__Data supplied__:

[start]

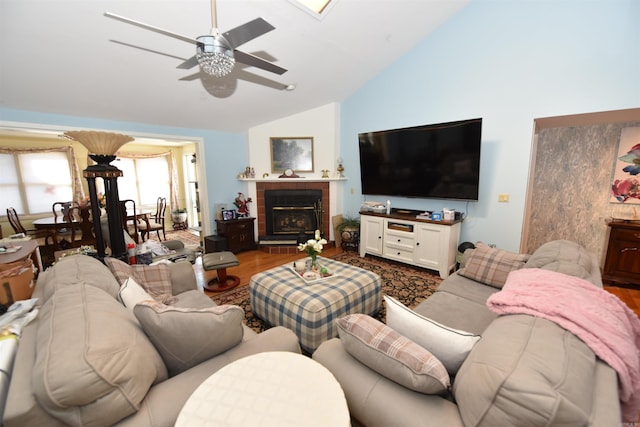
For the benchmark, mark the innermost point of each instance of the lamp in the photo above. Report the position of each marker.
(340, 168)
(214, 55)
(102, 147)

[end]
[start]

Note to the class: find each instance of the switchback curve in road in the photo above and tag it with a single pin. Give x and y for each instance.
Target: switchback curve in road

[end]
[start]

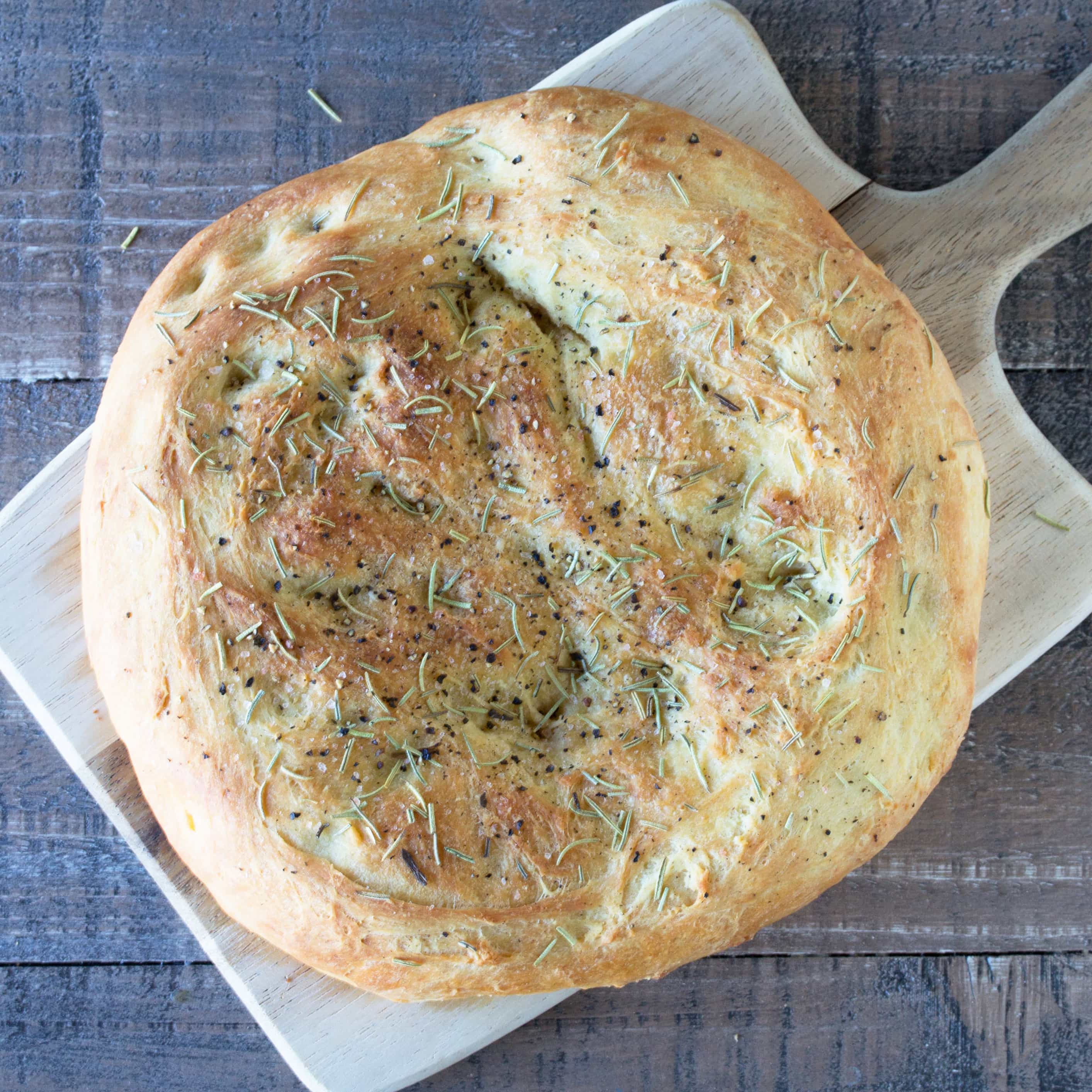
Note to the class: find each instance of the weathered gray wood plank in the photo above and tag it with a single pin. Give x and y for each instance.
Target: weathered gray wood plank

[end]

__The problem__: Can you copy word for word the material that starts with the line containing "Note to the class: find each instance of the switchback" and goes on through the line containing "Target: switchback curve in road", keeping both of those lines?

__Exercise result__:
Note to the class: find each instance of the switchback curve in road in the photo above and tag it with a single pin. Give x and y for each instance.
Target: switchback curve in road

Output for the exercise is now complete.